-- Extracted entries start --

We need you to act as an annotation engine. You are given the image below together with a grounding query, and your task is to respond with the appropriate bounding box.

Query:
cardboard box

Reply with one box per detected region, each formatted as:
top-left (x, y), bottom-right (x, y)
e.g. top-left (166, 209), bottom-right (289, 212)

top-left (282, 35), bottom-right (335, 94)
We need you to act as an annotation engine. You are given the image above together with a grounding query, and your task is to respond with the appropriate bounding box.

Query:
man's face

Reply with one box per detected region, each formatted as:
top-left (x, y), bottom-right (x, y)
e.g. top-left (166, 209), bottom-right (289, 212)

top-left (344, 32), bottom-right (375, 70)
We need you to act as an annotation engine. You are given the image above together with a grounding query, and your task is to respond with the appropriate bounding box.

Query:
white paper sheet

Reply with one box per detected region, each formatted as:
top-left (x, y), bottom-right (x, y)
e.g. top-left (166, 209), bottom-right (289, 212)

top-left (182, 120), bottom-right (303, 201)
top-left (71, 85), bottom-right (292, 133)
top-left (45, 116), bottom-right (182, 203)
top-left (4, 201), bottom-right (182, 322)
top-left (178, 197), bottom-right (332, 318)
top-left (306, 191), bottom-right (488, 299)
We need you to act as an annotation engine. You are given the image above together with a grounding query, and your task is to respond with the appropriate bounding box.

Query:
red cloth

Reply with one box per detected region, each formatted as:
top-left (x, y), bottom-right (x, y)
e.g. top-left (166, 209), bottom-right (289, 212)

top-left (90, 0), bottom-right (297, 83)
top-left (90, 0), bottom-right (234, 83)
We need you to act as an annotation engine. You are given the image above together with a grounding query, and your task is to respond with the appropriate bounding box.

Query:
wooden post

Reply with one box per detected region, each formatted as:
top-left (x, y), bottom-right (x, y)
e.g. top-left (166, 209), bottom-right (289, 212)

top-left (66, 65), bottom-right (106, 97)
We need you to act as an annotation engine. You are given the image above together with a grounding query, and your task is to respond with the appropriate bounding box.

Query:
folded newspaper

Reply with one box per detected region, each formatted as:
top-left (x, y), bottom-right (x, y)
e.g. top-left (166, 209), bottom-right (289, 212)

-- Extracted entries end --

The exercise
Rename "annotation engine" to "labeling engine" in the material, starting at its first line and ending at the line containing "top-left (344, 32), bottom-right (375, 70)". Give those lines back with nothing else changed.

Full solution
We need you to act as an labeling engine. You are given the image below together with a grounding query, and your task is to respond with the appropriate bounding box.

Query:
cardboard box

Reply with one box per detected region, each formatted as:
top-left (x, y), bottom-right (x, y)
e.g. top-left (166, 209), bottom-right (289, 212)

top-left (282, 35), bottom-right (335, 94)
We need you to act as an labeling engine. You are given the image above together with a grounding query, and your task is to respond with the appropriate bounding box.

Query:
man's face

Reply with one box per detected region, each formatted as:
top-left (x, y), bottom-right (x, y)
e.g. top-left (166, 209), bottom-right (289, 212)

top-left (344, 32), bottom-right (375, 70)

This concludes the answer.